* _Exercise data_
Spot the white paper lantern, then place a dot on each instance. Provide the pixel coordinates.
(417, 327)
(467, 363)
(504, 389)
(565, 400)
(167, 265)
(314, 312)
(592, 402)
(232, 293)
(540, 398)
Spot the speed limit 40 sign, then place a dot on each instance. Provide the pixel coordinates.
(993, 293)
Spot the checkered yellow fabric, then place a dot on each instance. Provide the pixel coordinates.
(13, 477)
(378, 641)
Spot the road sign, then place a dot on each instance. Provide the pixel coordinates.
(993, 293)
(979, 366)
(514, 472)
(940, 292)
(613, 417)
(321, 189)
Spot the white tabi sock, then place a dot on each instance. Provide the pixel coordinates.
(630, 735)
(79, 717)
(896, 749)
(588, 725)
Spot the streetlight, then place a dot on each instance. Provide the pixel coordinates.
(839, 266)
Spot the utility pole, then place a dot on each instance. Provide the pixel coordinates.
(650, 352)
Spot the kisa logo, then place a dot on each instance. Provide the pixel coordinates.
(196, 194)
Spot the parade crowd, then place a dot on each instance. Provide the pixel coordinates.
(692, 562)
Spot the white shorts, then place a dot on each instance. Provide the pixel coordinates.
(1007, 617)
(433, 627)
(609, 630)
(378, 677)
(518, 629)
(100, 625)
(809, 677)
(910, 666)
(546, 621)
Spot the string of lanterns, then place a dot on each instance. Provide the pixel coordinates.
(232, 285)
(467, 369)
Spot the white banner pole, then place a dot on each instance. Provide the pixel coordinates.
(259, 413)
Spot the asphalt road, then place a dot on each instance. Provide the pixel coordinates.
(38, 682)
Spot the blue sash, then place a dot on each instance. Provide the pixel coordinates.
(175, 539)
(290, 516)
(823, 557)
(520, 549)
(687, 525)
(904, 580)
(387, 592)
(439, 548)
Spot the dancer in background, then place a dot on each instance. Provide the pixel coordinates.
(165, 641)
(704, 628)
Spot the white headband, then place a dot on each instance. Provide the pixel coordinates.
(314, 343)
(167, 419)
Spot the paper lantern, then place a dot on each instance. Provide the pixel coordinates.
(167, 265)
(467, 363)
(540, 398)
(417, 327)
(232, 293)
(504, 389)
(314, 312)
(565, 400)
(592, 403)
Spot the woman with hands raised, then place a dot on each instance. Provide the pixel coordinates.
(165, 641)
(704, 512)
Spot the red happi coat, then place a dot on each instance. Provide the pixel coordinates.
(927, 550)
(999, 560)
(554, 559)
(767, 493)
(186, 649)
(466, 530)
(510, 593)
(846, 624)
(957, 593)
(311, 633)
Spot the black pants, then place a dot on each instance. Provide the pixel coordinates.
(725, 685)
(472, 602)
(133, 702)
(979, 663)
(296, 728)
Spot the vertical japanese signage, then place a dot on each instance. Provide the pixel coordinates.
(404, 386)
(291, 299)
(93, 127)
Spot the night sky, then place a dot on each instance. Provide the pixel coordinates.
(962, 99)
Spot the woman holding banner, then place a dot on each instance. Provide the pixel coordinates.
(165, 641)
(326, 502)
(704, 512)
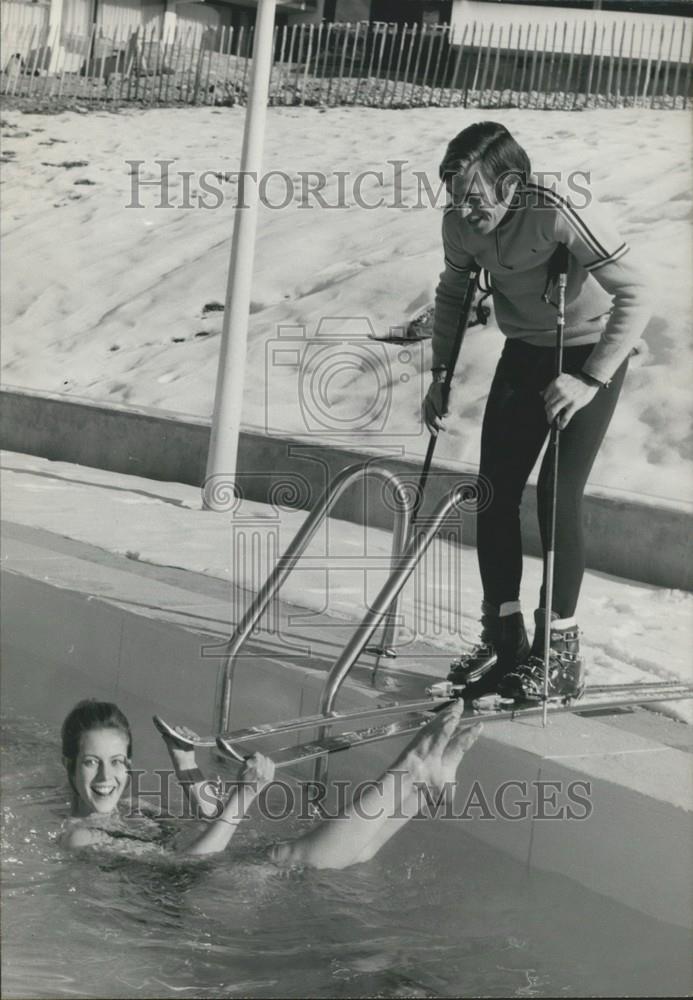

* _Your objective_
Render every row above as a numbered list, one line per item, and omit blank lines. Leave the pictures out of the output.

* _Output_
1. Spot the white paper lantern, then place a dot on each instance. Provide the pixel coordinates.
2. (417, 327)
3. (467, 363)
4. (504, 389)
5. (565, 400)
6. (167, 265)
7. (314, 312)
8. (592, 402)
9. (232, 293)
10. (540, 398)
11. Spot the speed limit 40 sign, then place a dot on each instance. Provide the pixel coordinates.
12. (993, 293)
13. Spot the checkered yellow fabric, then place a dot on each instance. Provide the pixel coordinates.
14. (13, 477)
15. (378, 641)
16. Spot the road sign, then place a dot on each instance. Provide the pixel coordinates.
17. (993, 293)
18. (979, 366)
19. (514, 472)
20. (940, 292)
21. (613, 417)
22. (321, 189)
23. Spot the white tabi sock, then place a dot on each instance. Provide the pixel coordinates.
24. (630, 735)
25. (79, 717)
26. (896, 749)
27. (588, 725)
28. Spot the streetlight, then place a dot on each instance. Provide the pixel coordinates.
29. (839, 266)
30. Spot the utility pole, then place a dot on each instance. Provide the pixel coordinates.
31. (650, 352)
32. Spot the kisa logo, then place a dot on each instance. Provide the pixel coordinates.
33. (196, 194)
34. Spot the parade crowd, then place a dot on each instance. Provide the pixel coordinates.
35. (692, 562)
36. Spot the white shorts, then place a dot on each instance. Provide the pixel coordinates.
37. (1007, 617)
38. (433, 627)
39. (609, 630)
40. (378, 677)
41. (518, 629)
42. (100, 625)
43. (809, 677)
44. (910, 666)
45. (546, 621)
46. Spot the string of lanterns, then place a dot on each instance. Provide the pixel coordinates.
47. (232, 285)
48. (467, 369)
49. Spot the white banner pole, then place a dot on each instance. Provide the pixel coordinates.
50. (259, 413)
51. Spot the asphalt road, then place a dot on each instance. Provide the pixel coordinates.
52. (38, 682)
53. Spot the blue sash, then place a dot on each instance. Provide the pixel coordinates.
54. (175, 539)
55. (290, 516)
56. (823, 557)
57. (520, 549)
58. (687, 525)
59. (904, 580)
60. (387, 592)
61. (439, 548)
62. Spot the dancer in background, then place a dot on each instance. Provide the pixel coordinates.
63. (165, 641)
64. (704, 628)
65. Spot the white headband, then place a dot on each instance. Provide the pixel coordinates.
66. (314, 343)
67. (167, 419)
68. Spot the paper lantern, then place a dot on each instance. Provide the pixel coordinates.
69. (167, 265)
70. (467, 363)
71. (540, 398)
72. (417, 327)
73. (232, 293)
74. (504, 389)
75. (314, 312)
76. (565, 400)
77. (592, 403)
78. Spot the woman with hands raised, then place a dot on each instance. Provide the pixel coordinates.
79. (165, 641)
80. (704, 512)
81. Spot the red happi coat, then place a dot on each instance. Provide the pixel coordinates.
82. (927, 550)
83. (999, 560)
84. (554, 559)
85. (767, 493)
86. (186, 649)
87. (466, 530)
88. (510, 593)
89. (846, 624)
90. (957, 593)
91. (311, 633)
92. Spot the black pants, then place a dot on each instance. Provide the pixel coordinates.
93. (725, 685)
94. (472, 602)
95. (133, 702)
96. (979, 663)
97. (296, 728)
98. Spot the vertical japanese signage, then place a dot on each instance. Provide the pixel coordinates.
99. (404, 386)
100. (291, 299)
101. (93, 127)
102. Spot the night sky, then place a dot on each instance. Provide the pixel coordinates.
103. (962, 99)
104. Spot the woman holding banner, then place a dot on each instance. Provide the pixel coordinates.
105. (165, 641)
106. (326, 502)
107. (704, 512)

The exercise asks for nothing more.